Your instructions:
Rewrite all of the rows below, replacing "largest disc" with "biggest circle" and keeping everything else the same. Leave the pictures out of your answer.

Extracted entries:
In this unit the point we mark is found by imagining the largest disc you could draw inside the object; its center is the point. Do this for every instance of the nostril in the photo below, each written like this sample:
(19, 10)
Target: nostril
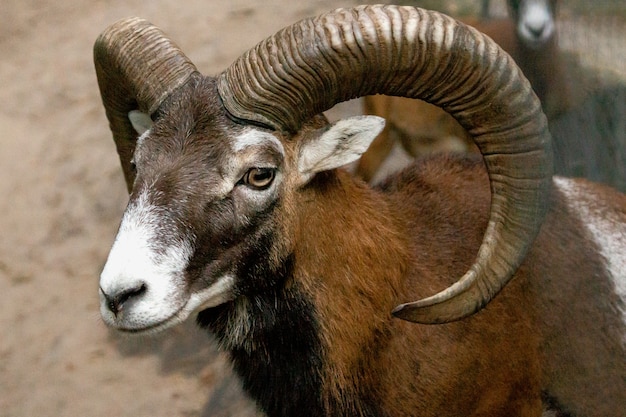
(115, 302)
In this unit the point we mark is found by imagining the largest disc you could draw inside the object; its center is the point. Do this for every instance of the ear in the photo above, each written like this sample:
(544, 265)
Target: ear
(141, 121)
(341, 143)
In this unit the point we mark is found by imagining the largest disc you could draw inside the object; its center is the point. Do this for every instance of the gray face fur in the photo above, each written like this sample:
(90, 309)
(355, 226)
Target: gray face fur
(535, 21)
(205, 188)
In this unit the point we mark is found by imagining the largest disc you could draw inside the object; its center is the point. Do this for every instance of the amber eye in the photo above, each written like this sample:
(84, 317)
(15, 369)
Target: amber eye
(259, 178)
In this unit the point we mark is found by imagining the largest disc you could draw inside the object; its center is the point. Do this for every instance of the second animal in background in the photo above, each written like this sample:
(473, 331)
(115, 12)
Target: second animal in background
(528, 35)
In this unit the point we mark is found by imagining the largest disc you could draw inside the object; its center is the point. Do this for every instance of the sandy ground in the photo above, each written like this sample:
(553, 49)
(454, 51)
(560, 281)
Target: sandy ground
(61, 198)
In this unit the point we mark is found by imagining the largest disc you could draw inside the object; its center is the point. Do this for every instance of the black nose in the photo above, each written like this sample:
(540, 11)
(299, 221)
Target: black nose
(115, 302)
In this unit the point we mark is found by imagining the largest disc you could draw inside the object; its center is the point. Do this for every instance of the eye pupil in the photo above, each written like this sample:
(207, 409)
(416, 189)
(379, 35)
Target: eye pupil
(259, 178)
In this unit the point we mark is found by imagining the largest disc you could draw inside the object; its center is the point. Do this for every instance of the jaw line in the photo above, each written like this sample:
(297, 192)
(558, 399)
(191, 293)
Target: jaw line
(217, 293)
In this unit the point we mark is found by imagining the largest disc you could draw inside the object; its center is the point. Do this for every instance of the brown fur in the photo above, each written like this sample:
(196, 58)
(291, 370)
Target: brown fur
(423, 128)
(430, 229)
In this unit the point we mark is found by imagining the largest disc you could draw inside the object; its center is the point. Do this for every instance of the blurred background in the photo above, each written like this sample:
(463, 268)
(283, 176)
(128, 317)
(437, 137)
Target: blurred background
(62, 192)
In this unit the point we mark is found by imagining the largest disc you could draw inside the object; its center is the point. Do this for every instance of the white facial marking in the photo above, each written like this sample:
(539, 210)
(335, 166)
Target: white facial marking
(254, 137)
(606, 228)
(138, 259)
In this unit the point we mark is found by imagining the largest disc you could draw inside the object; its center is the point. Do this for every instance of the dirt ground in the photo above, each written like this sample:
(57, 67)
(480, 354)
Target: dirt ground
(61, 198)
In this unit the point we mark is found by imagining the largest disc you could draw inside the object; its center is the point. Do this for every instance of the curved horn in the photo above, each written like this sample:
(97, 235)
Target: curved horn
(308, 67)
(137, 68)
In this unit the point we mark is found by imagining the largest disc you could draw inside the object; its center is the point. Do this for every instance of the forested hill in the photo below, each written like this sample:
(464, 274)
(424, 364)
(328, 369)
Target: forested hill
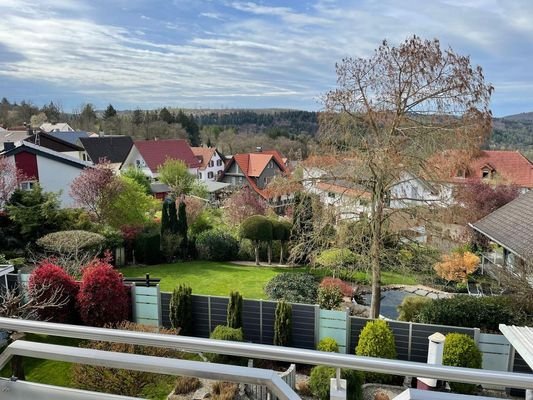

Correct response:
In this unit the point we mark is found by imagining the biggest circle you could draw inside the object; its center is the point. Do this for every instance of the nostril in the photo below, each written like this sample:
(19, 10)
Target: nostril
(115, 302)
In this unit the point we mark is found by imagining the biggest circle you could draw inside the object; its center is the point. Do this for every instance of the ear in the photo above, each written like this sample:
(544, 265)
Target: ear
(141, 121)
(341, 143)
In this unit the point we mark is found by imagining the biggest circle you could draw inside the object; its center is the point. Do this for every instance of the gray face fur in the photo above, each written like this sample:
(90, 309)
(355, 226)
Target: gray face fur
(535, 21)
(205, 188)
In this unit the point we mark is found by imagining the biggest circle you could draw inside the object; its center is the point. Do this for every instance of the amber eye in the photo above, each written like this sample:
(84, 317)
(15, 369)
Target: amber eye
(259, 178)
In this unit the point we mark is found by imagining the biggest circle you could draw inside the object; its center is the point. Do this for every instance of the second animal in background in the photo above, each written like this sample:
(473, 331)
(115, 12)
Target: second animal in background
(528, 35)
In this unit the point we mark is found by imagining the biggest circle you could draw inside the object; its center is the point. Do this for every instance of the sandy ground in the photo above, each written like this sample:
(553, 49)
(454, 51)
(560, 281)
Target: sandy ground
(61, 198)
In this unit the point we mark is found by imagining the biggest circle you could draw inside the object; its center is the point. Do this for every instance of the black nose in the photo above, each written like this sample:
(540, 11)
(299, 221)
Target: black nose
(115, 302)
In this unit the point we mark is found by imagining the biggest circle you could draw inside the object; its center is the point. Do this for every instance of the eye pupil in the photo above, each written like this sample:
(207, 409)
(416, 189)
(379, 35)
Target: eye pupil
(259, 178)
In this unit the point we mark is found by imagining the biggest circle you could draw inside the object; its center is the point. Do this for every instance of the jaw line in the photo above, each written like this sample:
(297, 192)
(558, 399)
(191, 293)
Target: jaw line
(217, 293)
In this unit the point we mark is found by imagining the biggest circle you could draw inside the object; its center is the point. Do this for every instance of the brown fur in the photo above, each written like this sample:
(196, 58)
(291, 370)
Target: brown fur
(423, 128)
(430, 229)
In this unit the point we mark is found by imagining the biggest circle you could draw inside the object; its center is the point. Do this for every instance of the blurred background in the photo above, each written like this sample:
(463, 268)
(283, 176)
(128, 317)
(437, 137)
Target: blurred background
(62, 192)
In this unit the point we mark is found by imagining the biggest circle you could draw inside the object; its center is the point. Do this for every instance of the white facial marking in the photo above, each written like this sample:
(539, 210)
(335, 166)
Target: white facial marking
(254, 137)
(606, 228)
(138, 259)
In this unit the point we mark is found by imagining the biggest circle you could draw inside the object; its center is the point. Do this for every instance of the dirt ground in the photo above, each written like this sample:
(57, 67)
(480, 354)
Target: dirt ground
(61, 198)
In this unit the point we mark is found by imagining the biggest circle you could draw inside the object; its center is the point. Do this for every instance of the curved horn in the photo above, each written like this sample:
(97, 235)
Target: curved horn
(308, 67)
(137, 68)
In this unit the point we mark is found by imagining the biggest circle you could draw inside the object; its center is the point. Do this for every instance of the forested hill in the photo below, each written like this sample:
(464, 274)
(424, 364)
(328, 369)
Target: forested hill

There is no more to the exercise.